### 実施作業
**1.** キース・ヘリングの彫刻に関する本文によると、「無題」に台座を取り付けなかったのはなぜか。
**2.** キース・ヘリングの彫刻に関する本文を、最後の文の後から書き継いでください。

### 出典本文

鮮やかな色で玩具っぽさを表現したという=伊藤菜々子撮影
鮮やかな色で玩具っぽさを表現したという=伊藤菜々子撮影
鮮やかな色で玩具っぽさを表現したという=伊藤菜々子撮影 JR博多駅前広場にあるヘンリー・ムーアの彫刻作品「着衣の横たわる母と子」

 高さ4メートルの「赤い犬」は空を見上げ、すっくと立っていた。福岡の繁華街・天神のほど近く。市民の健康づくりをサポートする「あいれふ」ビル前の緑地帯。米国の現代芸術家キース・ヘリング(1958~90)の最大級の野外彫刻「無題」だ。

 キースは80年代初頭、ニューヨーク市内の地下鉄構内にある黒い広告用看板にチョークで描いたグラフィティアート(落書き)で、一躍有名になった。「アートは大衆のもの。日常生活につながっていなくては」というのが持論で、エイズのため31歳で亡くなるまで、多くの人の目に入る場所で、愛と平和へのメッセージを表現し続けた。

 「無題」にもその思想は込められている。子どもがぶら下がってもいいように台座はとりつけず、自由に触れるようにした。「公共の場の彫刻は、その場になじんでないとダメだ。環境や地域の中で役割を持つべきなんだ」という言葉の通りに。

### データ抜粋
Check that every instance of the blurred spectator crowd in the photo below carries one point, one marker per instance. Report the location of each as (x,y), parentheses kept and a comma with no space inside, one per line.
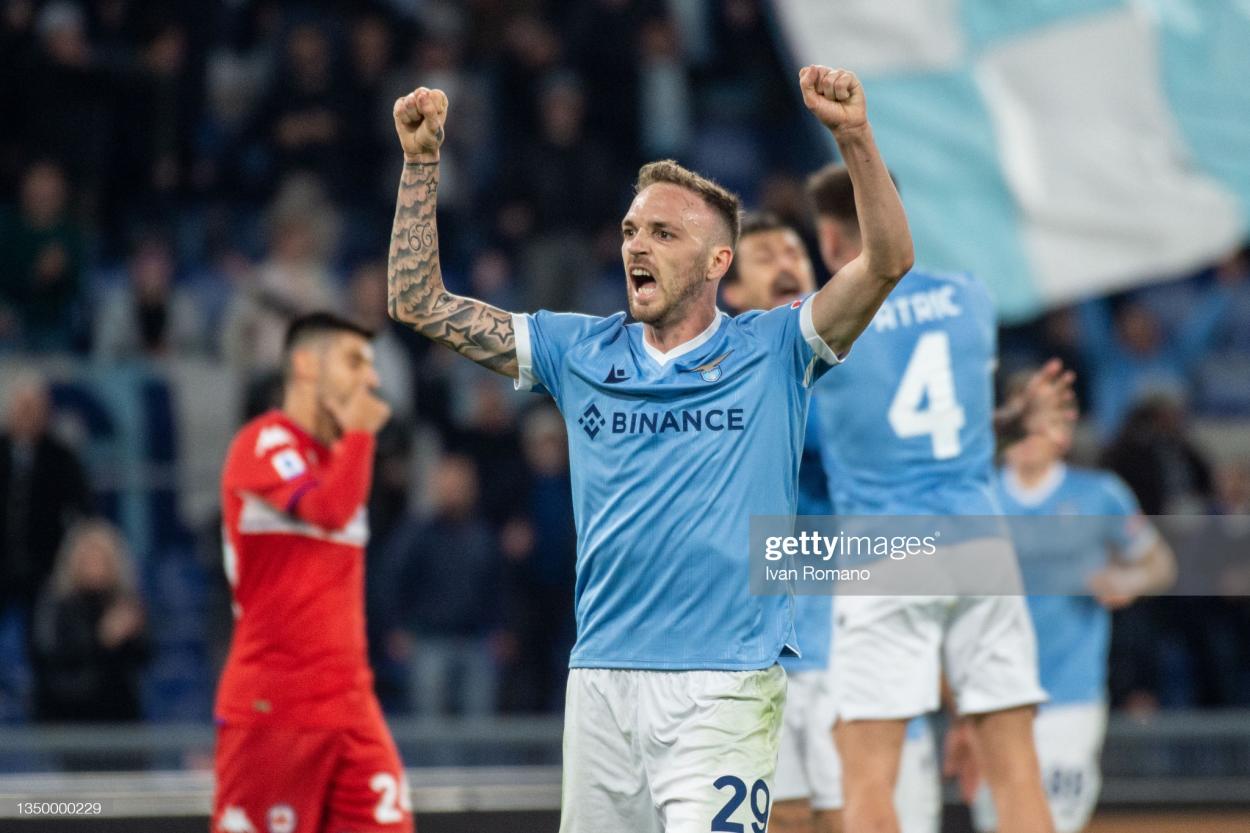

### 解答一覧
**1.** 子どもがぶら下がっても構わないようにし、自由に触れられるようにするため。

**2.**
 本作が福岡にやってきたのは死後の94年のこと。同年に完成した「あいれふ」のランドマークになる彫刻として米国の個人所蔵家から福岡市が買い受け、海を渡ってきた。95年には、市民の応募・推薦をもとに選ばれる「福岡市都市景観賞」も受賞。今やすっかり街の顔だ。「小さい頃から見てきて親しみがあります」と坂田ヒカルさん(15)。キースの思いは、異国の地でも生き続けている。

(大野紗弥佳)

 あいれふ

 福岡市民の健康づくりを目的として94年に開館。最上階の「あいれふホール」では、講演会やコンサートなどを開催する。施設内外には、草間彌生の「三つの帽子」や、母里聖徳の「ドラムマン」などのモニュメントも。他にも、福岡市は「彫刻のあるまちづくり」をめざし、計25体のパブリックアートを市内各所に設置している。

 《作品へのアクセス》 赤坂駅から徒歩4分。


ぶらり発見

釜だれとんこつラーメン

 博多駅からバスで約25分。福岡市早良区の臨海都市「シーサイドももち」では高さ234メートルの福岡タワーがお出迎え。地上123メートルの展望室から見える夜景は、全国の愛好家による「夜景100選」に選ばれている。8月28日(日)まで、色とりどりの金魚が泳ぐ様子を表現した「アクアリウムイルミネーション」が楽しめる(25日(木)を除く)。

 とんこつラーメンで知られる一蘭(TEL092・713・6631)は1960年に創業。天神西通り店限定の「釜だれとんこつラーメン」(写真、790円)は、特製のタレがスープに深いコクを与える一品だ。重箱風の四角い器が特徴。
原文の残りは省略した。